本文抜粋:
安倍元首相国葬儀直前の各種世論調査では賛成が40〜45%、反対55〜60%で国論は分裂した。

事件後、何度か胸をよぎったのは帝政ローマ時代の歴史家タキトゥス著「年代記」の一節だ。時代の英雄であったゲルマーニクスが夭折した場面を、「彼が死んで一番嬉しいものが、誰よりも大げさに愁嘆してみせるのだ」(国原吉之助訳)と記録した。

無論、岸田首相が喜んだなどと言うつもりはない。党内保守派の支持を固める策として決断したのだろう。他方、タキトゥスの著述は、リーダーの死が与える衝撃で国が熱狂的にまとまることも、分裂することもあるという機微を教えている。

最近、西欧民主主義国家で、あえて国論分裂を策すポピュリズムの動きが目立つ。アメリカのトランプ政権の誕生と、根強く残るその影響力、フランスでの急進右翼・ルペン派の伸長、イタリアで戦前のムッソリーニを評価する「イタリアの同胞」メローニ党首の勝利などだ。

背景には民主主義と呼ばれる政治システムの機能不全、戦乱、天災による難民、移民の流入と人種間対立、インフレの進行による貧富差の拡大などがある。ネオファシズムとも呼ばれる政治運動は、まず「敵味方」を分けた上で、社会的矛盾はすべて、「敵のせい」と責任を押し付けるのが特徴だ。

階層間の分断を統治手法として使うことは、古くから行われてきた。例えば江戸時代。幕府は士農工商という階級の下にもうひとつ身分を作り、「あれよりはまし」という階級間の敵対感をあおり権力維持装置としてきた。

トランプは、アメリカ南西部の貧しい白人層に根強くある反エリート、黒人差別感情に乗じた。「あなたの暮らしが良くならないのは、ワシントンに巣食うインテリ・リベラルが税金を黒人貧困層に回しているからだ」となじる。返す刀で、「民主党は安い労働力のためメキシコ国境からの不法移民に目をつぶっている。彼らは、あなたの職を奪う」と脅し上げた。

階層間の対立あおる

では日本の分断線は今、どこを走っているのだろう。2004年、わが国の人口は減少に転じた。08年のリーマンショックは、成長神話を終焉させた。停滞する経済下、小泉政権の規制緩和策で世に非正規雇用の若者があふれた。この氷河期世代も今や50歳台を迎える。

複雑骨折した社会構造から生じた分断線が「世代間、階層間」対立だ。さらに、「反リベラル(反マスコミ)」感情も重なり合う。

世代間対立の原因は歴然としている。70歳以上高齢者一人の老後を、15〜64歳の何人で支えるのか。1970年には16.4人だったものが2011年、3.2人、25年には2.4人となる。

「高度成長期にマイホームを建て、年金もフルでもらっている“逃げ切り世代”のため何故、我々が犠牲にならなくてはいけないのか」。憤まんはマグマのように膨れ上がる。

一方で、NHK放送文化研究所の19年調査で「自分はどの階層に属しているか」という質問に10段階のうち5以下(中の下)と答えた人が前回より24%増えた。

記述問題: 本文抜粋のうち、「階層間の分断を統治手法として」を含む語句で始まり「スコミ)」感情も重なり合う。」で終わる部分を書き直しなさい。その際、「分断線」を「境界線」に置き換えること。

資料:
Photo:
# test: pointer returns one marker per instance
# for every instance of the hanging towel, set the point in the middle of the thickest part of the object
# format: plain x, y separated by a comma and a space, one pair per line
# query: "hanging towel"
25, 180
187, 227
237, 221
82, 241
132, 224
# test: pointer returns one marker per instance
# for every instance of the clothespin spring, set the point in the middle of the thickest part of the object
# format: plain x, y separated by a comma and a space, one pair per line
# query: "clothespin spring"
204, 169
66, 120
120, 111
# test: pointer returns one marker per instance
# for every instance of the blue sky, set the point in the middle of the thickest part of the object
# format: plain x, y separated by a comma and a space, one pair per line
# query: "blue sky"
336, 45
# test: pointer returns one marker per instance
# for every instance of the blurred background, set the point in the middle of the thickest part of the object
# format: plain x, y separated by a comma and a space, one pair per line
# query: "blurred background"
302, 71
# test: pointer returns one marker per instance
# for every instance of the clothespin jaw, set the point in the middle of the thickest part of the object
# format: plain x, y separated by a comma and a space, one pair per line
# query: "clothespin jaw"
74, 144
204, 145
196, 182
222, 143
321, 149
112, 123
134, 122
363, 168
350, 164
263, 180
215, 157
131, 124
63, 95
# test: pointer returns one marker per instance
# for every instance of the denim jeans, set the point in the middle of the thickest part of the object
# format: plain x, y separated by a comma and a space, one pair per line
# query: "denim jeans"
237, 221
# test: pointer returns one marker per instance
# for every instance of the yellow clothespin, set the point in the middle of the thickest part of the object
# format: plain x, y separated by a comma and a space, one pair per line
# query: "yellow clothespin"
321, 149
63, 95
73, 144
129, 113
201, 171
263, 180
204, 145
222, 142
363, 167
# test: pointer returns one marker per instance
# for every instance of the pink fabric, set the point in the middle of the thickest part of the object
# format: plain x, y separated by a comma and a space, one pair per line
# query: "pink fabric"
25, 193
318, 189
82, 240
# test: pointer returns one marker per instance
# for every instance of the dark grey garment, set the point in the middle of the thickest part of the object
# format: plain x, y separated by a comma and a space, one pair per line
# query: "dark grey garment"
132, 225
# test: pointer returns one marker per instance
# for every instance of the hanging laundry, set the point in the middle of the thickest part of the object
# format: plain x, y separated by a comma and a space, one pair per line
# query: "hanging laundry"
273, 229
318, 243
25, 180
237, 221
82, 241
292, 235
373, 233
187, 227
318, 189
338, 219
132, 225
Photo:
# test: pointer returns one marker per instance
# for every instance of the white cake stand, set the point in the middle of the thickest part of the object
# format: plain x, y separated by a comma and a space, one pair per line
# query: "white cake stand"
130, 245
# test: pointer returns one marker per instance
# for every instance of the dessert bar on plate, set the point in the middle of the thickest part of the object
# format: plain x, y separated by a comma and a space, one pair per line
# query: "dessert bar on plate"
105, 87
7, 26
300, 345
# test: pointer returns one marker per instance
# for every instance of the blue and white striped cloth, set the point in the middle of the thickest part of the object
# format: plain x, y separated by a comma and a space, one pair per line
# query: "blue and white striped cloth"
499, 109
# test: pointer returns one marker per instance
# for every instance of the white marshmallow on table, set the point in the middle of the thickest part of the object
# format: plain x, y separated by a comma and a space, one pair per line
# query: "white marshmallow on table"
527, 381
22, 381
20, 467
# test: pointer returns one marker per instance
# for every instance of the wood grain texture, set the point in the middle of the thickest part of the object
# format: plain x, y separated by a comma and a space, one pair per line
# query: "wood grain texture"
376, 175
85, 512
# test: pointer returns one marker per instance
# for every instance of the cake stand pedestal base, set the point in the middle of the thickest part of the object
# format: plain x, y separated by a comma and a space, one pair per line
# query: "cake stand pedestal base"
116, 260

解答:
階層間の分断を統治手法として使うことは、古くから行われてきた。例えば江戸時代。幕府は士農工商という階級の下にもうひとつ身分を作り、「あれよりはまし」という階級間の敵対感をあおり権力維持装置としてきた。

トランプは、アメリカ南西部の貧しい白人層に根強くある反エリート、黒人差別感情に乗じた。「あなたの暮らしが良くならないのは、ワシントンに巣食うインテリ・リベラルが税金を黒人貧困層に回しているからだ」となじる。返す刀で、「民主党は安い労働力のためメキシコ国境からの不法移民に目をつぶっている。彼らは、あなたの職を奪う」と脅し上げた。

階層間の対立あおる

では日本の境界線は今、どこを走っているのだろう。2004年、わが国の人口は減少に転じた。08年のリーマンショックは、成長神話を終焉させた。停滞する経済下、小泉政権の規制緩和策で世に非正規雇用の若者があふれた。この氷河期世代も今や50歳台を迎える。

複雑骨折した社会構造から生じた境界線が「世代間、階層間」対立だ。さらに、「反リベラル(反マスコミ)」感情も重なり合う。